◆ **The records**:
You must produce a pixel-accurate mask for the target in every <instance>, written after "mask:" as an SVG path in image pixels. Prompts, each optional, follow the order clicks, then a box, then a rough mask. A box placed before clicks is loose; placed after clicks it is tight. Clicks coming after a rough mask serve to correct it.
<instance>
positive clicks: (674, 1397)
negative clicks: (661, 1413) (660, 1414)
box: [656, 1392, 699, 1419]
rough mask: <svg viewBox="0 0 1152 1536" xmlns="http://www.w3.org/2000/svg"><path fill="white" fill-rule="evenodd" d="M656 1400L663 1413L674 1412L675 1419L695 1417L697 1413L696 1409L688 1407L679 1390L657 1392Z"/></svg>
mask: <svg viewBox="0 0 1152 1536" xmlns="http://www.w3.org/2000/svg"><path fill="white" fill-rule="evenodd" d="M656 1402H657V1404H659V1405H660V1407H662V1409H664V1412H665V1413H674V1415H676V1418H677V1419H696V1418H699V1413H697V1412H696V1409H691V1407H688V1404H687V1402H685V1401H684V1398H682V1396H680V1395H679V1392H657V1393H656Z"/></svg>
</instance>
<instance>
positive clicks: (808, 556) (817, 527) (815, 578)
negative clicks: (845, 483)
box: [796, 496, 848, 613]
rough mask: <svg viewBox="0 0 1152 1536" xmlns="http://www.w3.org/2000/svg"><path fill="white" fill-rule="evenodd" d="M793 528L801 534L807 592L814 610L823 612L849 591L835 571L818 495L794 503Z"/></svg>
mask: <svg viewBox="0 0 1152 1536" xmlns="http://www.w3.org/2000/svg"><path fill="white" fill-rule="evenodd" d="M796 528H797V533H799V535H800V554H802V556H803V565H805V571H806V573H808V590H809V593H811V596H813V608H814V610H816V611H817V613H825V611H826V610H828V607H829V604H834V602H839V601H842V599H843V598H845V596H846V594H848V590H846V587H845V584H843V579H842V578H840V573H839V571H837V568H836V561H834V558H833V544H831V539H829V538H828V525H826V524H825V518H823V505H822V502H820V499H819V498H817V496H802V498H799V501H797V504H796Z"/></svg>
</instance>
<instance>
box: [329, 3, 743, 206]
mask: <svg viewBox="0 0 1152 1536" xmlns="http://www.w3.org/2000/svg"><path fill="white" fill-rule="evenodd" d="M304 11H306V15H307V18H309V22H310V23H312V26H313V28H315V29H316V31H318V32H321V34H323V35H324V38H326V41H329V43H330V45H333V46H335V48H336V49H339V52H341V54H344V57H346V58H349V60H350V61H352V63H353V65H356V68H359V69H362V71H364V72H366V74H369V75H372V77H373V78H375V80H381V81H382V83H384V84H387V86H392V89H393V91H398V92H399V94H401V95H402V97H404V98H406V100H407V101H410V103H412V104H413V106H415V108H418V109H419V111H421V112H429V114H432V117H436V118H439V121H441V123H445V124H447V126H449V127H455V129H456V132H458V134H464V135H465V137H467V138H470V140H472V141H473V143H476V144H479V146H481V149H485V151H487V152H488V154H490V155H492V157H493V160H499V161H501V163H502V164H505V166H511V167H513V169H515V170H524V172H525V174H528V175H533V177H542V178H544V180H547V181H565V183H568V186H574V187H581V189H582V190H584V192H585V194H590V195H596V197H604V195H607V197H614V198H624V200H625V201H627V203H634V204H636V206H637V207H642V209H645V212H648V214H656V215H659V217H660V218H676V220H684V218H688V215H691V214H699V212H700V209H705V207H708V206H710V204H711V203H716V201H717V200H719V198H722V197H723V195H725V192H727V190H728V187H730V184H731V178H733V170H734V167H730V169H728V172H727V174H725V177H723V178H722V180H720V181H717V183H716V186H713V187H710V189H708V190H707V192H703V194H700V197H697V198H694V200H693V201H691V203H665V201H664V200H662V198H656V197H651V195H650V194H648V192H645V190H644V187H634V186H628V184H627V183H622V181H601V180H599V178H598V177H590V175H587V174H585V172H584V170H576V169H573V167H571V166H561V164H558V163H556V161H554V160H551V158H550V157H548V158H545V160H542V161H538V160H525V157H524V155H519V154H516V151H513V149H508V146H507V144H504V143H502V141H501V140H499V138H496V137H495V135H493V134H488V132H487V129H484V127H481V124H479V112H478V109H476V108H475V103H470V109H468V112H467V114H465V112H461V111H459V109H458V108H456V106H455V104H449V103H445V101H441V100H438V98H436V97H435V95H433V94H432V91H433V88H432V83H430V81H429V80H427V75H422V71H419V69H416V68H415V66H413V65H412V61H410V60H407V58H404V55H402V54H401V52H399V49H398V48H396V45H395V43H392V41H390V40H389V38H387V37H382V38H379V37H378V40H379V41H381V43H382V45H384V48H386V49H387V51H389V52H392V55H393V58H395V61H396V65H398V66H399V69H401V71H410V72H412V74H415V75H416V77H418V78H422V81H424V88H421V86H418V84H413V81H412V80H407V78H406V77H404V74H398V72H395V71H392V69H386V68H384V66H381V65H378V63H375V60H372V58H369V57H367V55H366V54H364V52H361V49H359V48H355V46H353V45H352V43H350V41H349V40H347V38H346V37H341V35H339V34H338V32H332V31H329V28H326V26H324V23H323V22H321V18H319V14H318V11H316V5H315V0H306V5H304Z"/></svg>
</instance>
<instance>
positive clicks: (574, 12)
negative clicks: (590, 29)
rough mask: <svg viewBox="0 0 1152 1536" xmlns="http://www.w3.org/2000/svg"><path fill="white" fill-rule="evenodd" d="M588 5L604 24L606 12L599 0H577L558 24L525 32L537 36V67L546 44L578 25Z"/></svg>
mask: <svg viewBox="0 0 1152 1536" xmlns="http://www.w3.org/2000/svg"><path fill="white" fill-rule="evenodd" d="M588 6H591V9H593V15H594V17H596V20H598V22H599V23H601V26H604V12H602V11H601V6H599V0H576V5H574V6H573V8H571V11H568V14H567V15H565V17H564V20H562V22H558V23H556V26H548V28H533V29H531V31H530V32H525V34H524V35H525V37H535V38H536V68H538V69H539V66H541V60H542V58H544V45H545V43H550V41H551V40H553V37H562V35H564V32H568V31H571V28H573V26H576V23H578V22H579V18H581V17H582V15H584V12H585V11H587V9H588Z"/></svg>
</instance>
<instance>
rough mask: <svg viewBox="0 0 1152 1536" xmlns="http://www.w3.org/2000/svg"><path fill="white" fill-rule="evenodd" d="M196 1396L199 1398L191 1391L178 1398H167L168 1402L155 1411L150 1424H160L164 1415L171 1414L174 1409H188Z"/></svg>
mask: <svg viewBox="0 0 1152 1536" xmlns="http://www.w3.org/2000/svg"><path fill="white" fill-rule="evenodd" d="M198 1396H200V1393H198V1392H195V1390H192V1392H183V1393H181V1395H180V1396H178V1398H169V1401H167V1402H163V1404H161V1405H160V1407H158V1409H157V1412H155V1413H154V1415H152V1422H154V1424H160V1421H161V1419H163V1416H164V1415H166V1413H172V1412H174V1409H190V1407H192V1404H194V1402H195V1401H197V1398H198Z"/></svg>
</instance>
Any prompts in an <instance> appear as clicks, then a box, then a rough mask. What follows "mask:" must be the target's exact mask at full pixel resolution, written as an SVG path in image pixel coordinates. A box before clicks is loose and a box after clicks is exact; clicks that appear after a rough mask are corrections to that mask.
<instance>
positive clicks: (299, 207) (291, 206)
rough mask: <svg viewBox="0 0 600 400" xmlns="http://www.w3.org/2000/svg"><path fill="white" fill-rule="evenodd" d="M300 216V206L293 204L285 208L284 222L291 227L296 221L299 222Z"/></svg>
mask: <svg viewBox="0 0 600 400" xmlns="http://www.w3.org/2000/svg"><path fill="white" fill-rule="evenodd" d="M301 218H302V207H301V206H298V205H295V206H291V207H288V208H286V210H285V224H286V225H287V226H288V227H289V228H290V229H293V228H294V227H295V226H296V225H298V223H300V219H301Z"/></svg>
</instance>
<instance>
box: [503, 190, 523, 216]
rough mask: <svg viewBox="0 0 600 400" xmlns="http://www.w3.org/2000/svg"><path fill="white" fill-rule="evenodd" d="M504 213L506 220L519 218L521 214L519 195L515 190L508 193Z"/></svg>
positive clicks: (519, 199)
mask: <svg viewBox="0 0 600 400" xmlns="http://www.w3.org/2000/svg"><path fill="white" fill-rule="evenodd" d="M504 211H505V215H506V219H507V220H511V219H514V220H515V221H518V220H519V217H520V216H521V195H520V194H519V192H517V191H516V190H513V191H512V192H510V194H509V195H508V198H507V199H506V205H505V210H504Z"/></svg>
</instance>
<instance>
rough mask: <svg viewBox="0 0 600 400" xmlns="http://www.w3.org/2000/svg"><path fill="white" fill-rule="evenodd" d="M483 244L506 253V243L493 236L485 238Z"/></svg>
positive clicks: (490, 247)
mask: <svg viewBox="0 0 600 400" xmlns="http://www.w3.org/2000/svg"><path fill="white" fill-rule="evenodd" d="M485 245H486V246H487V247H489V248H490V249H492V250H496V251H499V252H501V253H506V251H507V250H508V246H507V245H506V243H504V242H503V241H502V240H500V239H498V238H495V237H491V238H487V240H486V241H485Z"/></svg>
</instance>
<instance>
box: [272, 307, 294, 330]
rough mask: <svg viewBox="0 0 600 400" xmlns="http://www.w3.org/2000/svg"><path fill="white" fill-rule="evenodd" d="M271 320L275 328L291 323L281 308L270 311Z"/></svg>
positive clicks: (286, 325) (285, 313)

◆ **Exercise description**: Write out every line from the entries where "image" appears.

◆ **Answer for this exercise**:
You must produce a pixel-accurate mask for the target in every <instance>, written after "mask:" as an SVG path in image pixels. Prompts, each optional, follow the order clicks, then a box, then a rough mask. A box placed before clicks is loose; placed after clicks it is tight. Clicks coming after a rough mask serve to correct it.
Any prompts in an <instance> appear as clicks, then a box, then a rough mask. What follows "mask:" must be the target's exact mask at full pixel resolution, written as an SVG path in image pixel coordinates. A box before clicks is loose and a box after clicks is exact; clicks that appear after a rough mask are corrections to that mask.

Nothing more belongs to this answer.